◆ Document section ◆
════════════════════

Strandings happen all over the world, to all manner of sea life. Whale beachings are the most recognisable form of stranding, but other marine animals – including sharks – can suffer strandings as well.

A group of researchers has cataloged stranding data from various sources to take a comprehensive look at what drives sharks onto the beach, and what – if anything – is being done to mitigate it.

The research, published in the journal Fish and Fisheries by a team of scientists from the Federal University of Parana, Brazil, found that shark strandings – which are usually fatal for the animals – primarily affected great white sharks, whale sharks, hammerhead sharks and cat sharks. Leopard sharks were the most impacted by beachings by a significant margin.

Newsweek spoke with the study's co-author, Dr Natascha Wosnick, about why California seemed to be the global centre of shark strandings.

Of the 3,150 shark stranding reports the team examined – data dating back to 1880 – they found that nearly 60 per cent of them occurred in the US.

According to Dr Wosnick, the high number of strandings in the state are caused by a mix of disease and ocean movement off California's coast.

════════════════════

◆ Extracted records ◆
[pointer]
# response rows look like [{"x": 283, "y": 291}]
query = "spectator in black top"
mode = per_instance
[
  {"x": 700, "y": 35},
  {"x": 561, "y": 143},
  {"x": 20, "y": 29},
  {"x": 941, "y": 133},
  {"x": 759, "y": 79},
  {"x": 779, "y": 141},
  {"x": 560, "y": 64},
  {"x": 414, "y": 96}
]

════════════════════

◆ Questions on the material ◆
**1.** Answer these questions about the shark strandings text:
(a) In which journal was the research published?
(b) Which sharks were the most impacted by beachings?
(c) How many shark stranding reports did the team examine?
**2.** Reproduce word for word the part of the shark strandings text from "Newsweek spoke with" up to and including "occurred in the US.".

◆ Solutions ◆
**1.**
(a) Fish and Fisheries
(b) Leopard sharks
(c) 3,150

**2.**
Newsweek spoke with the study's co-author, Dr Natascha Wosnick, about why California seemed to be the global centre of shark strandings.

Of the 3,150 shark stranding reports the team examined – data dating back to 1880 – they found that nearly 60 per cent of them occurred in the US.